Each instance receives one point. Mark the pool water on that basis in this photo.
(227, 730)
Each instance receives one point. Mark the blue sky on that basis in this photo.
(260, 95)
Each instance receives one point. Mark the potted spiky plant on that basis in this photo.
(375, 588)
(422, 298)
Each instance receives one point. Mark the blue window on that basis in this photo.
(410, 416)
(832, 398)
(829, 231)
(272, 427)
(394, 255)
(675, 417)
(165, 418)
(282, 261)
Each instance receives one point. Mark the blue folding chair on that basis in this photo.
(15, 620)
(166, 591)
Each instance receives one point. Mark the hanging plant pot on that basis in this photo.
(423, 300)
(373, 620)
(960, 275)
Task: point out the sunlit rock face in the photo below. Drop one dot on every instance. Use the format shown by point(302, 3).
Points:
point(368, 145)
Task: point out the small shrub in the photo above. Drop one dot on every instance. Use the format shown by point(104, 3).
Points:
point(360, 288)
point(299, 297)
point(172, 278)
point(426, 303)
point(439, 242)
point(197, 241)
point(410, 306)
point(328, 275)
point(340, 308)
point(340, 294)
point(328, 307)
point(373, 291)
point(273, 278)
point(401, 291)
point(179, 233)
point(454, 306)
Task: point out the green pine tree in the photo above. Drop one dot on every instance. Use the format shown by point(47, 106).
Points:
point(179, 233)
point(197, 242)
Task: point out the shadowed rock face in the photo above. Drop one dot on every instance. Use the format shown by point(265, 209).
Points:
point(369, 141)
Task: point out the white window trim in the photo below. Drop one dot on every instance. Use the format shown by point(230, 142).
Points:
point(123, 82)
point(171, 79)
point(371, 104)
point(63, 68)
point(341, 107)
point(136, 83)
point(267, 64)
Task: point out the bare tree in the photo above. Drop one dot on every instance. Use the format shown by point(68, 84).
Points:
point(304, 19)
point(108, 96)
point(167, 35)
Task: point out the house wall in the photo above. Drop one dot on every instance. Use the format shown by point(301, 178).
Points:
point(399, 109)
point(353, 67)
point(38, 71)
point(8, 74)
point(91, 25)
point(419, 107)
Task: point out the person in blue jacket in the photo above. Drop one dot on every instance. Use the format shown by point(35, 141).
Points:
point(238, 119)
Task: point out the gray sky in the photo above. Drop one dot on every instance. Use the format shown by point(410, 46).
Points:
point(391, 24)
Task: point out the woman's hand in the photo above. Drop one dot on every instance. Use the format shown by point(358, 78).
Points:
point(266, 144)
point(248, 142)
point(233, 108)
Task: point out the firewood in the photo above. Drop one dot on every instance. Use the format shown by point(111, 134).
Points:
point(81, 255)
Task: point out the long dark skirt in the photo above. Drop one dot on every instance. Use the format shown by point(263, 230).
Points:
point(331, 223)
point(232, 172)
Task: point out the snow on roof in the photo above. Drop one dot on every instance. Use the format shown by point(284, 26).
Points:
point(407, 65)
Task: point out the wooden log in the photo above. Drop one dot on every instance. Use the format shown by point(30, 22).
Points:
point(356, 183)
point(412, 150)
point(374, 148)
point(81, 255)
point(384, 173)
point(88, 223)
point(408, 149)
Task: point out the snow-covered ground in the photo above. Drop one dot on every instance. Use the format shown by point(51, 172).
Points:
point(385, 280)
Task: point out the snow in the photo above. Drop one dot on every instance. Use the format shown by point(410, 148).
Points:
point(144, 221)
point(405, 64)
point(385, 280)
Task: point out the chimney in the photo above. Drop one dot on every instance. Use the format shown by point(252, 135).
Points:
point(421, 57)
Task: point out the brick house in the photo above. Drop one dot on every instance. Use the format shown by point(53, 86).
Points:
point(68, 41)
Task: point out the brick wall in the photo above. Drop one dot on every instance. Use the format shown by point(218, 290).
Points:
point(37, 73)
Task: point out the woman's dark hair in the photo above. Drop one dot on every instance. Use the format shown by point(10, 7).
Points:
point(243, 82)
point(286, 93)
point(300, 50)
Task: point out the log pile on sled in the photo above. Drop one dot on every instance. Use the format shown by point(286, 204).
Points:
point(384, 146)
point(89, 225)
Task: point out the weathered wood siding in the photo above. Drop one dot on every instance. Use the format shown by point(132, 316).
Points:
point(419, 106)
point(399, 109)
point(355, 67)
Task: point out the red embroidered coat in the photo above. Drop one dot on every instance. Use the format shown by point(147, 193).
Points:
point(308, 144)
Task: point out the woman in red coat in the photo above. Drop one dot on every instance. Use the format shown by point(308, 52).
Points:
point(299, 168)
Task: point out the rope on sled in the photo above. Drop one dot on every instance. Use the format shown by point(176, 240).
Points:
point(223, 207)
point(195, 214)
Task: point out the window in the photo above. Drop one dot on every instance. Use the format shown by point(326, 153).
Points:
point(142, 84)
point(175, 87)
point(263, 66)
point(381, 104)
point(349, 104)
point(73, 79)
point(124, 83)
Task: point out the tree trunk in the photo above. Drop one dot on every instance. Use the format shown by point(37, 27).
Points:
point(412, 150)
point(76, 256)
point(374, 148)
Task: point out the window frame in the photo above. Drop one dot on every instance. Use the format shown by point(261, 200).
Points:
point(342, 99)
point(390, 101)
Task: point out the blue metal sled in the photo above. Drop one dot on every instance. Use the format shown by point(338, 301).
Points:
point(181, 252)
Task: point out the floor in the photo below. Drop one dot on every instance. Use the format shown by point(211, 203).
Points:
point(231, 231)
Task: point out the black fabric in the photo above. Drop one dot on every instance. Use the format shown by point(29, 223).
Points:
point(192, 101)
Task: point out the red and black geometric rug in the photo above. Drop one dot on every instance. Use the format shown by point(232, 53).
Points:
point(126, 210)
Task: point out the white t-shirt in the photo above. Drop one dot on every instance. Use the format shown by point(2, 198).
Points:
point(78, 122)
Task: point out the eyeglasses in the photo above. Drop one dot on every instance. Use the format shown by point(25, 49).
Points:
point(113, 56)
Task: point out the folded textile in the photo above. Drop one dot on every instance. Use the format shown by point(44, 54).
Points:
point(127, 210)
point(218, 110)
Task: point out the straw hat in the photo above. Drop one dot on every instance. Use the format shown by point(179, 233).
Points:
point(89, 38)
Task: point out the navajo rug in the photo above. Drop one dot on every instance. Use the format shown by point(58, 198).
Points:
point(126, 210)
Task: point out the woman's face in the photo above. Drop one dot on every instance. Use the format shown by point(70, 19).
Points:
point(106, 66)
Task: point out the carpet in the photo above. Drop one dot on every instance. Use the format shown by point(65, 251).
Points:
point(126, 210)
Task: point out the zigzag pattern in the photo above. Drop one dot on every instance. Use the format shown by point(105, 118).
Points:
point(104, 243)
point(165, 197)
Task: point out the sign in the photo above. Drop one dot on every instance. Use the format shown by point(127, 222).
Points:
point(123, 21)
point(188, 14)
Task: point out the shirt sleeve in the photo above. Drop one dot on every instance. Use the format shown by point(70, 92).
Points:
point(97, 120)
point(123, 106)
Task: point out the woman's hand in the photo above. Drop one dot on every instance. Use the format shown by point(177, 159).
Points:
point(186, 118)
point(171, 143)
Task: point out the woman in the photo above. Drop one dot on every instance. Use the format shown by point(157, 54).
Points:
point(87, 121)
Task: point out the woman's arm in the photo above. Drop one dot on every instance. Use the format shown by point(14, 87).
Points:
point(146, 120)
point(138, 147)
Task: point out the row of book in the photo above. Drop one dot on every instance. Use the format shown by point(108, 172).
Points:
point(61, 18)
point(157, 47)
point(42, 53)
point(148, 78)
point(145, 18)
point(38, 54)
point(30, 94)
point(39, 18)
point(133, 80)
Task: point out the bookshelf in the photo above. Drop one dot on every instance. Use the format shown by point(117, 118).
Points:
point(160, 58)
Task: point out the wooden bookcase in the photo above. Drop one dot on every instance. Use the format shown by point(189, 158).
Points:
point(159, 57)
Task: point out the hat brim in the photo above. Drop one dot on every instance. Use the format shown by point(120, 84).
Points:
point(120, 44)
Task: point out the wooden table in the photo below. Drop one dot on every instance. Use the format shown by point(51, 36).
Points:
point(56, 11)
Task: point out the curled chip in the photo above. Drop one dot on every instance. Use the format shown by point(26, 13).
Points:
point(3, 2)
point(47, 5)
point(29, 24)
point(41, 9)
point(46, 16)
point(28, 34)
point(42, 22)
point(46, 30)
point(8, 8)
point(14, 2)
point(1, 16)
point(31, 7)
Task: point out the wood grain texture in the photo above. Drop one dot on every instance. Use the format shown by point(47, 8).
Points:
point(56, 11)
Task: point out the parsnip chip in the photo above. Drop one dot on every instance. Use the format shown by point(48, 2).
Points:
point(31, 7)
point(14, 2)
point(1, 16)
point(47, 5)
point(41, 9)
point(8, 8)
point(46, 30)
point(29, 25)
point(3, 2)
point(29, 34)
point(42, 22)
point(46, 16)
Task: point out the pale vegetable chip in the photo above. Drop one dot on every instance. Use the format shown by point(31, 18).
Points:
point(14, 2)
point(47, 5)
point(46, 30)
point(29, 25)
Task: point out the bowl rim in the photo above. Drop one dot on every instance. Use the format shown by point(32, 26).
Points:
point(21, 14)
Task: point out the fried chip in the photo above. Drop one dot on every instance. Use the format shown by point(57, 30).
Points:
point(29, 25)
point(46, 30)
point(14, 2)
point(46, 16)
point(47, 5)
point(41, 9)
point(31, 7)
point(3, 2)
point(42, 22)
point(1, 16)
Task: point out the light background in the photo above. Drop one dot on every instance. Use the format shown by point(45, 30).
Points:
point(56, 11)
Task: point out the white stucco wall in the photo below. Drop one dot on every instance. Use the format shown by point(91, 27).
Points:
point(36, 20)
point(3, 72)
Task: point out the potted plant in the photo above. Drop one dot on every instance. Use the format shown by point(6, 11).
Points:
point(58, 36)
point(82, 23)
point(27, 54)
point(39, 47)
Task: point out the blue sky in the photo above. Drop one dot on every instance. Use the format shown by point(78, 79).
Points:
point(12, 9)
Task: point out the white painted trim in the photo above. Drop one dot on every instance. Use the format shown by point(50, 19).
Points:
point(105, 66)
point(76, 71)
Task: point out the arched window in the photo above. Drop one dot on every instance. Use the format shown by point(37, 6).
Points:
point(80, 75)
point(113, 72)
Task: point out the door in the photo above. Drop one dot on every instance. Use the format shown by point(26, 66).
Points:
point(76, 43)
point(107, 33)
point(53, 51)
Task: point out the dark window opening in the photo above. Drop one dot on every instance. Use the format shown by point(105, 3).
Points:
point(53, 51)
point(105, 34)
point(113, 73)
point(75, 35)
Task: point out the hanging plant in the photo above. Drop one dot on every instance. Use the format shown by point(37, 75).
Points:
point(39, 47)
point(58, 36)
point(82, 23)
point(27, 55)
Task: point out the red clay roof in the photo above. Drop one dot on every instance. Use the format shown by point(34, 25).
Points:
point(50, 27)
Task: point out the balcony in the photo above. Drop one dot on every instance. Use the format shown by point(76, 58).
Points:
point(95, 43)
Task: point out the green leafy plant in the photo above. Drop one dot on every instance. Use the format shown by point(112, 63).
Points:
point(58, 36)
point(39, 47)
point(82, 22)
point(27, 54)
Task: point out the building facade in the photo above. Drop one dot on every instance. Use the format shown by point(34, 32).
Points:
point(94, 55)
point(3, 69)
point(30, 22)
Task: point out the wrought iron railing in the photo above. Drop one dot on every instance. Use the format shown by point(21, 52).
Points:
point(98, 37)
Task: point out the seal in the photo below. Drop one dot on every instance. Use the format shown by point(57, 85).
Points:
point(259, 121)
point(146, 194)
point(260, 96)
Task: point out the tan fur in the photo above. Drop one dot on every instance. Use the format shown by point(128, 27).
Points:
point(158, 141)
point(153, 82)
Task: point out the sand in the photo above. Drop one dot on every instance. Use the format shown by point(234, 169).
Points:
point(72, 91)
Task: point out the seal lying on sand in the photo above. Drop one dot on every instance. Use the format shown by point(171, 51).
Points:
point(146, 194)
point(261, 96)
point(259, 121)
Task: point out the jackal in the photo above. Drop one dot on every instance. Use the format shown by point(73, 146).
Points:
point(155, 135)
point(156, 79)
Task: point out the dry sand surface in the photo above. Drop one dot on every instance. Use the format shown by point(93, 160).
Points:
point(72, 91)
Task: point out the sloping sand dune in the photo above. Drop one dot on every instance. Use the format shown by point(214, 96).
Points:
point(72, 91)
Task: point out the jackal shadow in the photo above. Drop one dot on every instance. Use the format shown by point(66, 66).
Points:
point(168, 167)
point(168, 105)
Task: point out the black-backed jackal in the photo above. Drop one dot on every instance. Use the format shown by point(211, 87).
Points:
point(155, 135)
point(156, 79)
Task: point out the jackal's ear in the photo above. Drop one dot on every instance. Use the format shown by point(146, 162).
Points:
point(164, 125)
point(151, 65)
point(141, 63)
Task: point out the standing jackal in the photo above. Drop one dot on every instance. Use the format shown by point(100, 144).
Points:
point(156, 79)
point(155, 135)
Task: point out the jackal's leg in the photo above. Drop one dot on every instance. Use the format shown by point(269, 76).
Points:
════
Find how many lines in the data above include the string "dark", and give that number alone.

3